Collected data entries:
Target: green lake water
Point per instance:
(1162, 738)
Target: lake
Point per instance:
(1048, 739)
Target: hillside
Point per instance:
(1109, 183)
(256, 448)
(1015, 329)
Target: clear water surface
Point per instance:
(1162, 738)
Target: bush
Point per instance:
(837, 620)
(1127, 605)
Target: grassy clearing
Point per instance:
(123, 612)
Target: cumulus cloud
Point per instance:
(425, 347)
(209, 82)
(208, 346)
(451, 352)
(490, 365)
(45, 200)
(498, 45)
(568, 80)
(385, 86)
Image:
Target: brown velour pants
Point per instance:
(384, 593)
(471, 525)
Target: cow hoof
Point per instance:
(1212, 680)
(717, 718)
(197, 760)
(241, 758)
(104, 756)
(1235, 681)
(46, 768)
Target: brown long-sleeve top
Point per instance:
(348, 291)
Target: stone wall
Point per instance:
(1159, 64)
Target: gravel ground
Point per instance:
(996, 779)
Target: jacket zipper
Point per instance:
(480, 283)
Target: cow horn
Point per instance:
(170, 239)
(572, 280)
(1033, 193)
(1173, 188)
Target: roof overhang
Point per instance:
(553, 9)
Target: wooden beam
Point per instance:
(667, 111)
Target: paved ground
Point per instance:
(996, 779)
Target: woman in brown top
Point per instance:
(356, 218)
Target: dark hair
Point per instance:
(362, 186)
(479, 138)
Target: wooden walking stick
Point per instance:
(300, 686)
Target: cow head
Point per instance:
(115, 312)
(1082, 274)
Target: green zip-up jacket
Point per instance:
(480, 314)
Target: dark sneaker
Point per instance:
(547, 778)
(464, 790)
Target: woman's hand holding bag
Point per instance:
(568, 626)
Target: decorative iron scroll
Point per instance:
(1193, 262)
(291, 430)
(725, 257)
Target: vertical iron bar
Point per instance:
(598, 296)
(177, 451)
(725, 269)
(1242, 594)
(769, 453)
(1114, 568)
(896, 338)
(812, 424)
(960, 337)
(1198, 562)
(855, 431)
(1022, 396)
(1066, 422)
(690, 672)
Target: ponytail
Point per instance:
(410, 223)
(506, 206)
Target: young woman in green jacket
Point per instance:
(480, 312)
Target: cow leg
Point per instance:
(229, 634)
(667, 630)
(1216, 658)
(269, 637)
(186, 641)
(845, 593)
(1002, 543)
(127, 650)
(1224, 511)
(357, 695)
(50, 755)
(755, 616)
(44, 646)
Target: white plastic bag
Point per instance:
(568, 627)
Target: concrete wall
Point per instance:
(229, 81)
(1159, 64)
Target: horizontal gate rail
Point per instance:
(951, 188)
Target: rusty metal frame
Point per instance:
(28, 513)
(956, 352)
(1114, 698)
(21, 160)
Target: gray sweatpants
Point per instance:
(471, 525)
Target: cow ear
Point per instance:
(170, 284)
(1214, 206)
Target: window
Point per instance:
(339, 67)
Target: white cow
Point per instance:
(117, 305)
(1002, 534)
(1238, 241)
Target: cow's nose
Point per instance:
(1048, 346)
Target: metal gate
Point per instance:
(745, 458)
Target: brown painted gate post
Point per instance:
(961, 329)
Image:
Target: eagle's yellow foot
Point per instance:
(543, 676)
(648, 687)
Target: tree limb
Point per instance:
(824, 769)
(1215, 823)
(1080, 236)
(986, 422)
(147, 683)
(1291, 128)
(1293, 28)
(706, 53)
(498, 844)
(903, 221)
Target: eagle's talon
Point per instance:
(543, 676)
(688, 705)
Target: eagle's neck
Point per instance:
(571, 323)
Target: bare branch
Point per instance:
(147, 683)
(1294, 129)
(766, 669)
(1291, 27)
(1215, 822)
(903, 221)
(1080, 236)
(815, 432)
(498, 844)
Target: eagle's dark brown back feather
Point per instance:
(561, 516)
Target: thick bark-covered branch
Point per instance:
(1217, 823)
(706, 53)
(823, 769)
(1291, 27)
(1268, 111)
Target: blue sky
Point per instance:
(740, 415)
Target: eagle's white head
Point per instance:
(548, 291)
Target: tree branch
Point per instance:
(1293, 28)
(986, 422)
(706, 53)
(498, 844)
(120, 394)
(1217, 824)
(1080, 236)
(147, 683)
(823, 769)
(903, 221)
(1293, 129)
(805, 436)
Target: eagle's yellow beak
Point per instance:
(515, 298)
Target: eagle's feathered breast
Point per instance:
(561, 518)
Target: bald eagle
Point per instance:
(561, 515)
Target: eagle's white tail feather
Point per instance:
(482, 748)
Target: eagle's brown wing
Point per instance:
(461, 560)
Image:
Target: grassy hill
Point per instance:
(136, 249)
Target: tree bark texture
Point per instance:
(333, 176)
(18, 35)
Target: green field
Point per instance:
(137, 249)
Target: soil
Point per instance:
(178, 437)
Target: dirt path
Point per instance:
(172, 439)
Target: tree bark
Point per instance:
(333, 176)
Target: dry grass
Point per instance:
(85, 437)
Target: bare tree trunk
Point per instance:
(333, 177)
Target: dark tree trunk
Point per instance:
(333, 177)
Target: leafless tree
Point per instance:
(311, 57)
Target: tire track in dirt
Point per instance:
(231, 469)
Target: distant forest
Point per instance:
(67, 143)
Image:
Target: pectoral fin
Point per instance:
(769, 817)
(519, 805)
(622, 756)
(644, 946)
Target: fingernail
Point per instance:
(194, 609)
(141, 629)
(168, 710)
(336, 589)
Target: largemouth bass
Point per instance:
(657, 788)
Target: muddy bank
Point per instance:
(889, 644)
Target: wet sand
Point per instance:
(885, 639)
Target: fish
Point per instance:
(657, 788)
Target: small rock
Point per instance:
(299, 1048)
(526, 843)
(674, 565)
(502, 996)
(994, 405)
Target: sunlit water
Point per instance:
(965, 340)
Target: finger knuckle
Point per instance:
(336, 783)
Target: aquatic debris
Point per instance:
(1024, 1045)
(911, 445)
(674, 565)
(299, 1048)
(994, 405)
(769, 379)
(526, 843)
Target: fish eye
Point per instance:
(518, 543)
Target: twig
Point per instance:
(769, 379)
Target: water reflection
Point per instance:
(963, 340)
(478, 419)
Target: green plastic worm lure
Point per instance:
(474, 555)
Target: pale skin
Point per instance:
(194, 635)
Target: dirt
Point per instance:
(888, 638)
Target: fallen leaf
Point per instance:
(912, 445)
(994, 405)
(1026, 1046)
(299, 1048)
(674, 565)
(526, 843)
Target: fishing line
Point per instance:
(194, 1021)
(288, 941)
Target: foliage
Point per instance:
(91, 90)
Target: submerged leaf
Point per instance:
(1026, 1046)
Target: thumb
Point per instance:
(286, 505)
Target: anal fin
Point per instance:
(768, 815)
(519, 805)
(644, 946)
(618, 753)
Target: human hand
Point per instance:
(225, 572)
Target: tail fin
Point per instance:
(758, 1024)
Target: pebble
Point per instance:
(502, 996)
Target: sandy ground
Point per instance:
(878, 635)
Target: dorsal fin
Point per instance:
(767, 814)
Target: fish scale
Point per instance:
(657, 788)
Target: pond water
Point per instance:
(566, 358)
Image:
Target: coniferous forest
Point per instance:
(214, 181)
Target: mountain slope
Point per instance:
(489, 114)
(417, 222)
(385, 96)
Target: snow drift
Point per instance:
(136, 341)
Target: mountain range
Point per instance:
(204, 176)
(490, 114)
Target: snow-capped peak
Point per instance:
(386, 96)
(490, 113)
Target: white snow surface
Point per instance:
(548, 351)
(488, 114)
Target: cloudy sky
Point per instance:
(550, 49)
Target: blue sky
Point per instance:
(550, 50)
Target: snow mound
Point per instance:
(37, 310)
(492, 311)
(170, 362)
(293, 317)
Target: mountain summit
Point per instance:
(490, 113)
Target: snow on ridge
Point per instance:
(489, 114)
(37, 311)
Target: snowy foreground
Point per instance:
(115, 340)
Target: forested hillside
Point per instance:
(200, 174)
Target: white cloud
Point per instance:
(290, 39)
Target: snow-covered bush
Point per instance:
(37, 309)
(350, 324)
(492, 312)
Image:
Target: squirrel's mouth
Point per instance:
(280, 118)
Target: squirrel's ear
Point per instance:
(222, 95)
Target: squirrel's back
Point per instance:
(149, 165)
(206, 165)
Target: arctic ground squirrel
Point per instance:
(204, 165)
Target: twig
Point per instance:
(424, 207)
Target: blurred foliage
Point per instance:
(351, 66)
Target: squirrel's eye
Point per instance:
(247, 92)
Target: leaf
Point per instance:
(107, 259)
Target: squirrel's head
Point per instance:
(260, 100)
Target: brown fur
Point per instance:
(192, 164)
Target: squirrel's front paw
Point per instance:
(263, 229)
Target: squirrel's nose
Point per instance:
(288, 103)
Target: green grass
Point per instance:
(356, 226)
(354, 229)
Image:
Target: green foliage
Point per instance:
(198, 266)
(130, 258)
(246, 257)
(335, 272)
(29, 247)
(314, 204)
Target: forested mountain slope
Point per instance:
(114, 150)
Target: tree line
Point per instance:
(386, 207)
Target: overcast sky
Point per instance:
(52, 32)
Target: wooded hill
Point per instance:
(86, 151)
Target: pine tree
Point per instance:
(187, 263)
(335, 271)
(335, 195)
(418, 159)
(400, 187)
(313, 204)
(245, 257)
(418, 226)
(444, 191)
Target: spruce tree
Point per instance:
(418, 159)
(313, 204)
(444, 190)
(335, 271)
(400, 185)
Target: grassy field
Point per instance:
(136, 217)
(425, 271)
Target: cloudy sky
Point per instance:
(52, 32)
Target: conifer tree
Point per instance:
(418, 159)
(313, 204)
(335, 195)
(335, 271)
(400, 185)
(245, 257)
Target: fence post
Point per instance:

» **HOW TO COMPLETE THIS TASK**:
Extract from the records above the lines from the one containing "Target: stone wall" to the one containing "Target: dark hair", both lines included, exactly as they appear and with nothing else.

» **YOUR SOLUTION**:
Target: stone wall
Point per instance:
(1159, 64)
Target: gravel ground
Point per instance:
(996, 779)
Target: jacket zipper
Point per instance:
(480, 283)
Target: cow horn
Point per instance:
(170, 239)
(572, 280)
(1033, 193)
(1173, 188)
Target: roof overhang
Point per instance:
(553, 9)
Target: wooden beam
Point per instance:
(667, 111)
Target: paved ground
Point per instance:
(996, 779)
Target: woman in brown top
Point per instance:
(356, 218)
Target: dark hair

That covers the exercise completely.